> _EXTRACT_
[START]

Proposed ANCHOR_IDLE additions (parallel set, not a replacement):
state_manager.py:
MODE_ANCHOR_IDLE = "anchor_idle" # new constant
main_loop.py (engine_state keys):
anchor_idle.since # ISO timestamp
anchor_idle.reason # reserved — always "anchor_saturation" today
main_loop.py (process cache):
self._anchor_idle_since_epoch: Optional[float]
self._anchor_idle_exit_stability_ticks: int # NEW — distinct from
# _anchor_recovery_stability_ticks
# which is FLAG-042 DEGRADED exit
Recommend a new stability counter, not repurposing
_anchor_recovery_stability_ticks. Even though the field retires
for anchor under the new model, a same-branch rename is mechanical
churn and loses the paper-trail of what the old counter was for. New
field, old field deleted in the same commit.

[END]

> _SUPPLIED DATA_
[START]

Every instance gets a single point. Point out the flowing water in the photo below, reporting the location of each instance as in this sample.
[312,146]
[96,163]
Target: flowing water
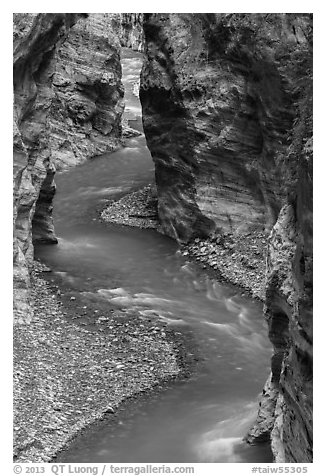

[END]

> _TASK DETAILS_
Can you copy the ANCHOR_IDLE proposal above in full, word for word?

> _SOLUTION TO THIS TASK_
Proposed ANCHOR_IDLE additions (parallel set, not a replacement):
state_manager.py:
MODE_ANCHOR_IDLE = "anchor_idle" # new constant
main_loop.py (engine_state keys):
anchor_idle.since # ISO timestamp
anchor_idle.reason # reserved — always "anchor_saturation" today
main_loop.py (process cache):
self._anchor_idle_since_epoch: Optional[float]
self._anchor_idle_exit_stability_ticks: int # NEW — distinct from
# _anchor_recovery_stability_ticks
# which is FLAG-042 DEGRADED exit
Recommend a new stability counter, not repurposing
_anchor_recovery_stability_ticks. Even though the field retires
for anchor under the new model, a same-branch rename is mechanical
churn and loses the paper-trail of what the old counter was for. New
field, old field deleted in the same commit.